**The task:** Collect every line in the data below that contains the word "wheel", and copy each one out in full.

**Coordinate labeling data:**
|---|
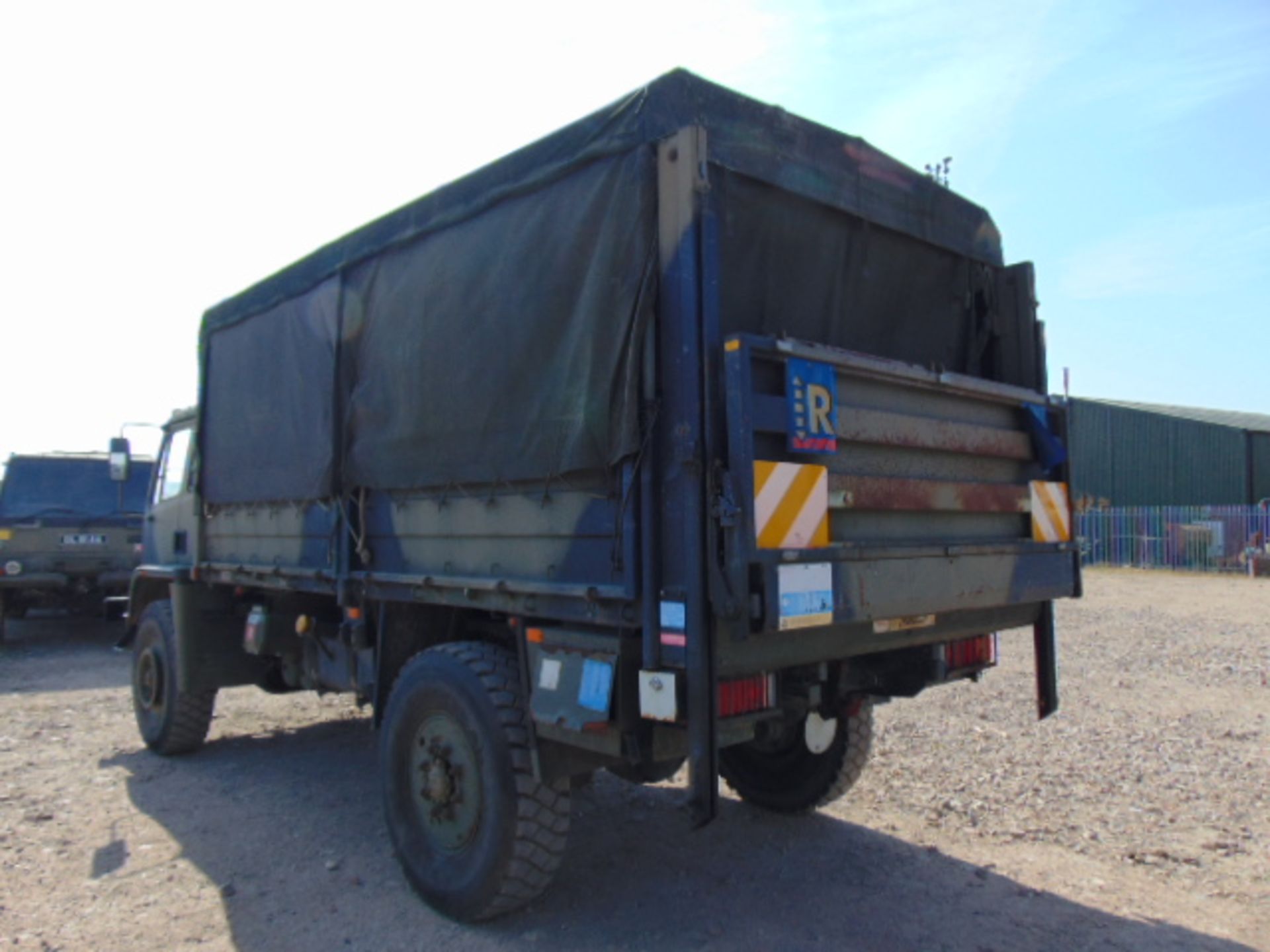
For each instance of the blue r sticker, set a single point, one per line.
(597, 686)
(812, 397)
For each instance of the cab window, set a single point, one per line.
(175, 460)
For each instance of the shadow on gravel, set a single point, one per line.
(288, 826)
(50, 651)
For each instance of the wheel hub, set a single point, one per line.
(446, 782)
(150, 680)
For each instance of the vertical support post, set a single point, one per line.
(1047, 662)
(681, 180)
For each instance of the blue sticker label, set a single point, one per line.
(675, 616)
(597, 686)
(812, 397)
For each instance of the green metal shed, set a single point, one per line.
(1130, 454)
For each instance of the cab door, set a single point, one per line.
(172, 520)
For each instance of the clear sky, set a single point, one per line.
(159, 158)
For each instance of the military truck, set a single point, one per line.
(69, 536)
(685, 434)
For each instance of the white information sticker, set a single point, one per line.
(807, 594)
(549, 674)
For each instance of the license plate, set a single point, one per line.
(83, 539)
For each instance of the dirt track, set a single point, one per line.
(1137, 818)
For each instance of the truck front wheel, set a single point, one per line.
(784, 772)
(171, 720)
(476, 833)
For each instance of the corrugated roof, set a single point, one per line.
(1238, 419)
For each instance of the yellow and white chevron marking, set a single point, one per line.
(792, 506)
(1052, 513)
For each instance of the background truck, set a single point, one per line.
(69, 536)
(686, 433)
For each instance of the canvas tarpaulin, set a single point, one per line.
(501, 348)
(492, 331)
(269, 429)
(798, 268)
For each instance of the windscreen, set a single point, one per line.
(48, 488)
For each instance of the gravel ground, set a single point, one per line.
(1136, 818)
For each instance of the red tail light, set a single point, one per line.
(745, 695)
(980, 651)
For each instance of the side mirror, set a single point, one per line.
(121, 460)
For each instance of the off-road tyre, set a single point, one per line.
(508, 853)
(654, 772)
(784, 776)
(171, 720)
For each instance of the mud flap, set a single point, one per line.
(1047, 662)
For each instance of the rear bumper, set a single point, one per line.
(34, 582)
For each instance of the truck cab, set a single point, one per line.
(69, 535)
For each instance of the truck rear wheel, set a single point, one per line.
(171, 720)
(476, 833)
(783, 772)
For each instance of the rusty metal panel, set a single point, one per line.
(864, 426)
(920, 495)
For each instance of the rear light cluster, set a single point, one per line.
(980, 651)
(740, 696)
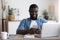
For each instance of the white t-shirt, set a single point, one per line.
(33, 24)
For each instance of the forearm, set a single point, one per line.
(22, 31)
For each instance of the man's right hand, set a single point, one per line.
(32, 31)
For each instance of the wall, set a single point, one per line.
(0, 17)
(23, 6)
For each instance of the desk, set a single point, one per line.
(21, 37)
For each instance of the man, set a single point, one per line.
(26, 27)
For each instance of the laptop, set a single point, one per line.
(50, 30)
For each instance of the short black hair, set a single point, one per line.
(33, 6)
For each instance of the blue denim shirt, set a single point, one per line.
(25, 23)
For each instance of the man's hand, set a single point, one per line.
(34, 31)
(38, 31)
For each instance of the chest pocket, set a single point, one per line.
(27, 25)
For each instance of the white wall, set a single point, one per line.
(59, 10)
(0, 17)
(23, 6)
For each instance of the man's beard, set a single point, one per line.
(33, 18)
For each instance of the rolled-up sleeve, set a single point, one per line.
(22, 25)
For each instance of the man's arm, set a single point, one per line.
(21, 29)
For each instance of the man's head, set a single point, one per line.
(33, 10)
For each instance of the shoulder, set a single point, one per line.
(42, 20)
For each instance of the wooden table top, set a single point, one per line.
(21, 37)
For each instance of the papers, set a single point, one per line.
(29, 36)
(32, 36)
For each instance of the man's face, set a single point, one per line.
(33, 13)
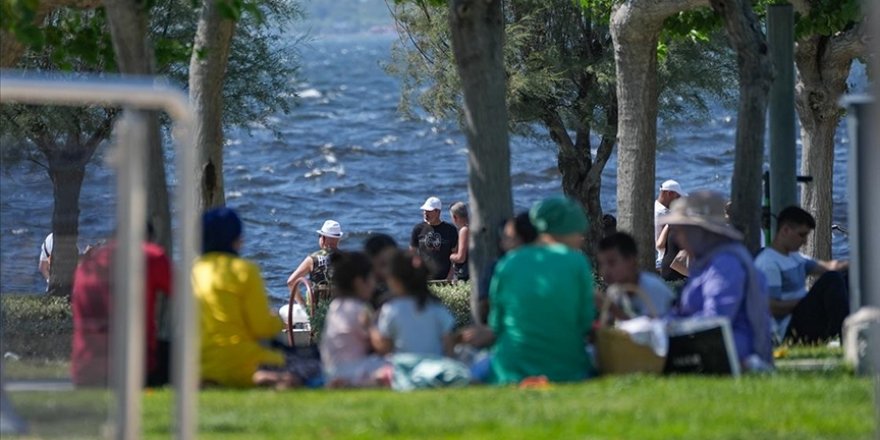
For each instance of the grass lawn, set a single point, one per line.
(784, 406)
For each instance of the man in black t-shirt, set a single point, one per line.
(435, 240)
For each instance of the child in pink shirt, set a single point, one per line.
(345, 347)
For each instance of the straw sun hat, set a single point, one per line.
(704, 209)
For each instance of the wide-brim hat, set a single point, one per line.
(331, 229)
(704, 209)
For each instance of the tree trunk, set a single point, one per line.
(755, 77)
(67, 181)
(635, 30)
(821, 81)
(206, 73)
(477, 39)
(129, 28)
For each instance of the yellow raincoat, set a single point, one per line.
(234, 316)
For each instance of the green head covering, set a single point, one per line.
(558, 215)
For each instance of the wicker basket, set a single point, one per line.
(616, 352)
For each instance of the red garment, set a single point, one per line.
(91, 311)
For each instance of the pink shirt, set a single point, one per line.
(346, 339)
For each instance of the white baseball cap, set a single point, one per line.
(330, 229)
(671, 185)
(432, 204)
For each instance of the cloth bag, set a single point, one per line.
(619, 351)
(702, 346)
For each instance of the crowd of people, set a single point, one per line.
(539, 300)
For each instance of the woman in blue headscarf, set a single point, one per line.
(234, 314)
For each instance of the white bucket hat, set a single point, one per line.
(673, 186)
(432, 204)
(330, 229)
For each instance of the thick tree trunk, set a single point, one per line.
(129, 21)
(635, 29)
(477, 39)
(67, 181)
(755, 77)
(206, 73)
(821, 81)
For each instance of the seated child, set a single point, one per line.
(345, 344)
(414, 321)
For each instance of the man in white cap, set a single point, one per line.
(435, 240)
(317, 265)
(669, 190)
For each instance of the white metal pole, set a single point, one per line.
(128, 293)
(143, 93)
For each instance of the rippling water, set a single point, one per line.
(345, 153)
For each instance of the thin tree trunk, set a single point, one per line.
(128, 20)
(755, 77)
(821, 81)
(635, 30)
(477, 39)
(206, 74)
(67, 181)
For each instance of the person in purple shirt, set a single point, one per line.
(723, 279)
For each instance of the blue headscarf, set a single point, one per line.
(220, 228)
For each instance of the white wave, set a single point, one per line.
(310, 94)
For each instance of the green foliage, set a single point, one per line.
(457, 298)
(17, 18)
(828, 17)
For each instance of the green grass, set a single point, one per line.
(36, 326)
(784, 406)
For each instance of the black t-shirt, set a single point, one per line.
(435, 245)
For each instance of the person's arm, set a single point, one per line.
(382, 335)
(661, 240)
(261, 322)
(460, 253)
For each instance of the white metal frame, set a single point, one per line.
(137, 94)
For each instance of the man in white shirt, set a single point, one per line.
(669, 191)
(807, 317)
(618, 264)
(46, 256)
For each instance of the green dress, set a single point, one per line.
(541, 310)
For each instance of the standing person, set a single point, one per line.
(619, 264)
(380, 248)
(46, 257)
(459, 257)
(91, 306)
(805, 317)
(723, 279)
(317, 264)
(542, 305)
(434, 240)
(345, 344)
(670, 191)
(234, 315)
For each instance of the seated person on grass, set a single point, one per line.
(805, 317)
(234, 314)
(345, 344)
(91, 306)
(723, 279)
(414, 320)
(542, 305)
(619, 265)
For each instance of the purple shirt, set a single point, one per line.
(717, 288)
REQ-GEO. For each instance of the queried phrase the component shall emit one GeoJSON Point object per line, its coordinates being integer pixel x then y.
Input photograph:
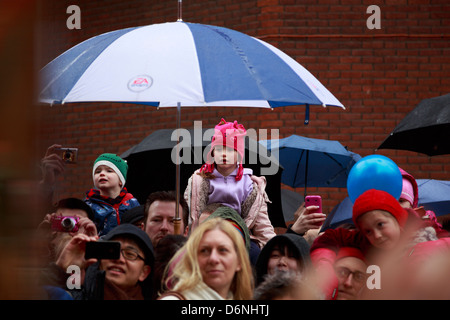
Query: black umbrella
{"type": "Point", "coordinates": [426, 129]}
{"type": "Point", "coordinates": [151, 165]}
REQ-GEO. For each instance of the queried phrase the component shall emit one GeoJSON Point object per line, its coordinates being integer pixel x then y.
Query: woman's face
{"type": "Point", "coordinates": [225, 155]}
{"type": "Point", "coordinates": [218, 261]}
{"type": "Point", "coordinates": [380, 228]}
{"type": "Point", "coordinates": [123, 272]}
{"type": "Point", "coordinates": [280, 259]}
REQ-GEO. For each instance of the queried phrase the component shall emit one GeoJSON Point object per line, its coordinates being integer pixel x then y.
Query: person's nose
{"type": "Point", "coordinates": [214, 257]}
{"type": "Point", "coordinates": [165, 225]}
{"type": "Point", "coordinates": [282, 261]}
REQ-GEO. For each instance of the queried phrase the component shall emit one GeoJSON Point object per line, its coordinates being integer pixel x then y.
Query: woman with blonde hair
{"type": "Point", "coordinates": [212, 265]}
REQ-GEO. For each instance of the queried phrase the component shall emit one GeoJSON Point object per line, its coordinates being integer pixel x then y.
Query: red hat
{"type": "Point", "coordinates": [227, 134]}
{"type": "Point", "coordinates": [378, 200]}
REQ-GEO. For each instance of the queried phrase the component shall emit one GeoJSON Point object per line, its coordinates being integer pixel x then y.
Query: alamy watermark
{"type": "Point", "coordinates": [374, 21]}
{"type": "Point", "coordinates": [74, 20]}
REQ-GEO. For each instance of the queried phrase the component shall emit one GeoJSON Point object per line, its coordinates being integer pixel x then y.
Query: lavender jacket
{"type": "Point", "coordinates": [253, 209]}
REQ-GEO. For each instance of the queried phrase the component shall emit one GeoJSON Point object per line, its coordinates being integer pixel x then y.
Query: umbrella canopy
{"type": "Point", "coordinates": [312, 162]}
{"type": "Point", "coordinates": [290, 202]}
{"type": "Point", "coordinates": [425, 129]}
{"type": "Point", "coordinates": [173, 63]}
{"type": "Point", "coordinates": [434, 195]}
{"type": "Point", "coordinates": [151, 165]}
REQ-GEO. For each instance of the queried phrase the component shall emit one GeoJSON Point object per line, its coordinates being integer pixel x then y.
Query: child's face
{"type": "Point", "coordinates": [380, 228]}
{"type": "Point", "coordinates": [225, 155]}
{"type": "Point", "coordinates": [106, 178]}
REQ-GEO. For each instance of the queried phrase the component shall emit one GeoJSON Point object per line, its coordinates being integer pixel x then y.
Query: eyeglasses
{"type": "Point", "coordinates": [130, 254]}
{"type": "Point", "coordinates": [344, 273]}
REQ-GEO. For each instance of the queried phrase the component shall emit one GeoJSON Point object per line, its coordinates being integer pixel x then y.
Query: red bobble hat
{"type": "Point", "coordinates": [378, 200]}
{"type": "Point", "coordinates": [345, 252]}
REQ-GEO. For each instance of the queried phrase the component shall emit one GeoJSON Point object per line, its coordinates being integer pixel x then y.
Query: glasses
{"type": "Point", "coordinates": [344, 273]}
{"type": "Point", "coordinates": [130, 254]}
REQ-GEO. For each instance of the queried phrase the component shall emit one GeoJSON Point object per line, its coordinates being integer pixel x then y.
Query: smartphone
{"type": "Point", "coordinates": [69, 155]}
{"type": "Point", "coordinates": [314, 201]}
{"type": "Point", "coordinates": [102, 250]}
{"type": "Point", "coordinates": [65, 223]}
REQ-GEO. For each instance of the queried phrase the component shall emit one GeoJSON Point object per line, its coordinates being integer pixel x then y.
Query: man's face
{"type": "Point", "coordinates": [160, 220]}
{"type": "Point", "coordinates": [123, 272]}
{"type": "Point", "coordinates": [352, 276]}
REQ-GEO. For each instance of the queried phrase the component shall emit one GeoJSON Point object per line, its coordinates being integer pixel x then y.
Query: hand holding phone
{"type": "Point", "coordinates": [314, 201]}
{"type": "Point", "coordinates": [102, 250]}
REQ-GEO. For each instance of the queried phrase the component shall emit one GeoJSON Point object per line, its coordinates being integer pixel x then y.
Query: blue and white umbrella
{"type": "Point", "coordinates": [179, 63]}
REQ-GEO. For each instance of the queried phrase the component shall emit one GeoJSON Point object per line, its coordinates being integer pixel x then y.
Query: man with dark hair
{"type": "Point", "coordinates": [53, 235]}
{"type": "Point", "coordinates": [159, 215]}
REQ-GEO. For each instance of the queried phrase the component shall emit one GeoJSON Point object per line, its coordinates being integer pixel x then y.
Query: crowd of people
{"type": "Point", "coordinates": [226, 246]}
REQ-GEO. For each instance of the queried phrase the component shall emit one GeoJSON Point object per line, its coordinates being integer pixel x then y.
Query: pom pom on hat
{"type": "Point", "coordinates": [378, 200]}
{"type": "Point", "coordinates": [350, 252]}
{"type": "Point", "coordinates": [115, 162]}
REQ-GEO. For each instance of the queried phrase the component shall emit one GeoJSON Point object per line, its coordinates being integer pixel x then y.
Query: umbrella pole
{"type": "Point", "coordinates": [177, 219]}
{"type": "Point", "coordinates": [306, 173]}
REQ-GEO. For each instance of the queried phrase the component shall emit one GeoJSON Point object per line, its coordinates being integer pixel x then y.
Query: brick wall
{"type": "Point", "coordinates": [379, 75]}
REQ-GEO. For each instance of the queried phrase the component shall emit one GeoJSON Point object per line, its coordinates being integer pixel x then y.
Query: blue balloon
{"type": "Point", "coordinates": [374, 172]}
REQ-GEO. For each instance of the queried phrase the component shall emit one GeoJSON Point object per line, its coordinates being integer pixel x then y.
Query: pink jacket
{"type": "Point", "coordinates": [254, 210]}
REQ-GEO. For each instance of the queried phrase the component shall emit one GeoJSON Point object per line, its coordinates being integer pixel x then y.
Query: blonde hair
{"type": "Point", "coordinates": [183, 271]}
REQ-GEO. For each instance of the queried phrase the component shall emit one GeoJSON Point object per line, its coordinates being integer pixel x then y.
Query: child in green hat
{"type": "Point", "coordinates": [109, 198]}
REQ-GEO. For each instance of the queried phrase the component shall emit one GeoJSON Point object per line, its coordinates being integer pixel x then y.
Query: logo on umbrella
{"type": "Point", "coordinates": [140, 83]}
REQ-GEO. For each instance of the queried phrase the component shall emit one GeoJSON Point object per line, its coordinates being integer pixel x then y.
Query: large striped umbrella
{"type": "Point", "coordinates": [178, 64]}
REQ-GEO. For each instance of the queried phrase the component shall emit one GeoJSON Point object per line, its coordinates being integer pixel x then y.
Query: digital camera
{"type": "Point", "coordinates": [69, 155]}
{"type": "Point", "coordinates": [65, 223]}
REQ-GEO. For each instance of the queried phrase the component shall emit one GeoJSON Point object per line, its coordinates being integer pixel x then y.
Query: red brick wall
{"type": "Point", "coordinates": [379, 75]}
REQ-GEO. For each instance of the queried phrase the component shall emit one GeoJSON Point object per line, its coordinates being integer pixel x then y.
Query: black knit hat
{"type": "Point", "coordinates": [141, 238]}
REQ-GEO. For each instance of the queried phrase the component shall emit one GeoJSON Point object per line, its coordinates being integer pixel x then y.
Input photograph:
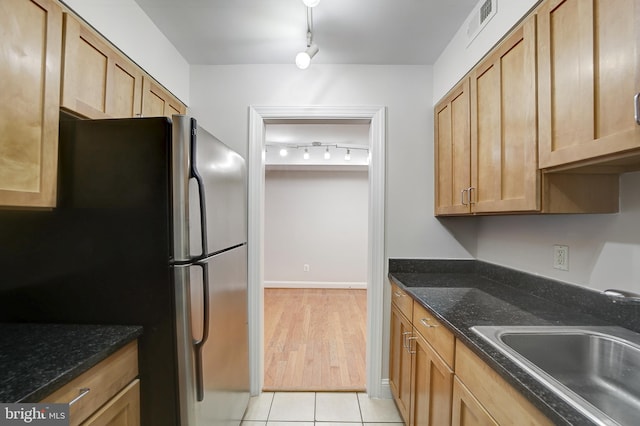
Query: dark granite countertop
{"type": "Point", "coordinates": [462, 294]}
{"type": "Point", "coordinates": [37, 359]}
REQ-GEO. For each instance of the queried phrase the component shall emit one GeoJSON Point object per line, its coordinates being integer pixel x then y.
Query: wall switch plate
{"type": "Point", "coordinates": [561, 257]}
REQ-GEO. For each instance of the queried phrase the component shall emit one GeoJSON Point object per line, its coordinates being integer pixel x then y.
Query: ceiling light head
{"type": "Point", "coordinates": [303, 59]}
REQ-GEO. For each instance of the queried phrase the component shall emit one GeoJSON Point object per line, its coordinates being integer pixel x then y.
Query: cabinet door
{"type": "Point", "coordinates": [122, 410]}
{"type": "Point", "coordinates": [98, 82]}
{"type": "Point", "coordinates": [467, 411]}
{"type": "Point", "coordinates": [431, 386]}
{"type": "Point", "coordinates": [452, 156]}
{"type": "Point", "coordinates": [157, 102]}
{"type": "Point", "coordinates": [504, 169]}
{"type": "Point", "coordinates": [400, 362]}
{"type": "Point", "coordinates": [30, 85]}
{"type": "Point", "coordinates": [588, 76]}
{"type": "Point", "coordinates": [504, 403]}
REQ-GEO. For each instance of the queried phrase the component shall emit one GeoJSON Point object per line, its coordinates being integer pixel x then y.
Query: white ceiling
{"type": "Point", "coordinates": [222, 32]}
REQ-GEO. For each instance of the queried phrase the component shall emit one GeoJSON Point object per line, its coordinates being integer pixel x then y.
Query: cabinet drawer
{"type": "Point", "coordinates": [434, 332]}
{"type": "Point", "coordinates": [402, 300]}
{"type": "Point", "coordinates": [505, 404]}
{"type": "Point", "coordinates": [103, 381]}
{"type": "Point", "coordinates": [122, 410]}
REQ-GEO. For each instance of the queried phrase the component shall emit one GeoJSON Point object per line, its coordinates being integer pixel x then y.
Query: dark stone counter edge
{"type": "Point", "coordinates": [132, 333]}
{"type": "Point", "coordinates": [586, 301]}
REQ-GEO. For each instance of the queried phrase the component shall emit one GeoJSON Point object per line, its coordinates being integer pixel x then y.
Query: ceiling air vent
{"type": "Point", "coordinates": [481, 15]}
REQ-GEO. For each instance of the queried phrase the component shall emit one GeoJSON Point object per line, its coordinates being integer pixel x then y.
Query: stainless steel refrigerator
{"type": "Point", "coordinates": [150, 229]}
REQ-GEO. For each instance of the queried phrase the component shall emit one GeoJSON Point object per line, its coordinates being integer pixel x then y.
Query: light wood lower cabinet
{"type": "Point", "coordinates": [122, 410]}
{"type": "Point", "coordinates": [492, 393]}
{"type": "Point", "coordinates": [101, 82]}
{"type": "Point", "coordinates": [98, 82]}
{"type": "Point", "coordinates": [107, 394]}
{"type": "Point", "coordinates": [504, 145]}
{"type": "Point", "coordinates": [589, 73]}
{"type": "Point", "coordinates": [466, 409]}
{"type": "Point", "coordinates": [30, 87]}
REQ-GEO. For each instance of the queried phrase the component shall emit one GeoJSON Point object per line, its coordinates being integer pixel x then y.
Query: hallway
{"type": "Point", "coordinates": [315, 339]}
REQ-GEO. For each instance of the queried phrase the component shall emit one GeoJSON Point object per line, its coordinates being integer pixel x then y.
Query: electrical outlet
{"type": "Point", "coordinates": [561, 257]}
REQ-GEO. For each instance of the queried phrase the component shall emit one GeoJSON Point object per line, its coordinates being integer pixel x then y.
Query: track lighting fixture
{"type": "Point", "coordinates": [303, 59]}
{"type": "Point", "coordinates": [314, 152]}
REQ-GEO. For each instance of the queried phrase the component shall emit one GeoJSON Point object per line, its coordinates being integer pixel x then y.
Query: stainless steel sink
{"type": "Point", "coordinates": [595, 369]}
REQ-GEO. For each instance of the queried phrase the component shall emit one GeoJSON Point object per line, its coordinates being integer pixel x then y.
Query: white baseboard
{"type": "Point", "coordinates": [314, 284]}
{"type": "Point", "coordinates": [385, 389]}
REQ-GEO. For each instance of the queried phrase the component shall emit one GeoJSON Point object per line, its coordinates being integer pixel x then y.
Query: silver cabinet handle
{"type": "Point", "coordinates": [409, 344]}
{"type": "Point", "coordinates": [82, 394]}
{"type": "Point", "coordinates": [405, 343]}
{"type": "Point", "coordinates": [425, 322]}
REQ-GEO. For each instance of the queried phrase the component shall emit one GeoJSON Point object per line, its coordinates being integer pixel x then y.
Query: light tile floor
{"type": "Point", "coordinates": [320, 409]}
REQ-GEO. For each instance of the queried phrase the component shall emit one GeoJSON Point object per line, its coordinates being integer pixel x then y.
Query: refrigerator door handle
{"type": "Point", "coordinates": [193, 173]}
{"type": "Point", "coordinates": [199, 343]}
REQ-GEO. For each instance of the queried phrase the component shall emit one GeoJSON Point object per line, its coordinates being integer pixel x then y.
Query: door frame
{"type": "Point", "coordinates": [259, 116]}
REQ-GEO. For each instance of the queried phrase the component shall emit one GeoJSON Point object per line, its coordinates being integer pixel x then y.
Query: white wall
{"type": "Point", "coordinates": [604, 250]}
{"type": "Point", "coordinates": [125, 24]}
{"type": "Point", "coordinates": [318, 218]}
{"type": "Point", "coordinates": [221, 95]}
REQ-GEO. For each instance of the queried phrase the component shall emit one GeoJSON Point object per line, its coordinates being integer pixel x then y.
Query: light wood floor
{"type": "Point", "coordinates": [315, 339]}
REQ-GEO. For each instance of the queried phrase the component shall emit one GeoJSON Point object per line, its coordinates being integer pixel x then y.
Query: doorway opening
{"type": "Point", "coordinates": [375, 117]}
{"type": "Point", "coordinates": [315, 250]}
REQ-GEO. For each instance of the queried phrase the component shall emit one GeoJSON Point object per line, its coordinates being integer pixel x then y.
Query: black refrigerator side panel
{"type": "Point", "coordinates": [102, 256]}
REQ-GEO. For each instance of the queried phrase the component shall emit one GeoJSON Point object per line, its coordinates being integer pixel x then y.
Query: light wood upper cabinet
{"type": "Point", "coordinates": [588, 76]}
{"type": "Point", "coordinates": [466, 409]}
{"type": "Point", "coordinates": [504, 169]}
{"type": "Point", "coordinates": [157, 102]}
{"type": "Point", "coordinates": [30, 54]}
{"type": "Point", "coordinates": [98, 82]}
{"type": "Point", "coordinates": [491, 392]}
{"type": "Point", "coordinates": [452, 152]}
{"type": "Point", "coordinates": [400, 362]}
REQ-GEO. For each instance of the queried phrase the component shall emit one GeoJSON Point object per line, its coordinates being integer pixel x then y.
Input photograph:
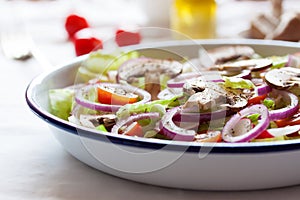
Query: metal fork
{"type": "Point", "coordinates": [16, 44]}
|---|
**Output for this exercise:**
For each instance of the wheel hub, set a single point, one per line.
For each instance of the truck front wheel, set a single point, one per line.
For each instance of the truck rear wheel, set a single point, one per line.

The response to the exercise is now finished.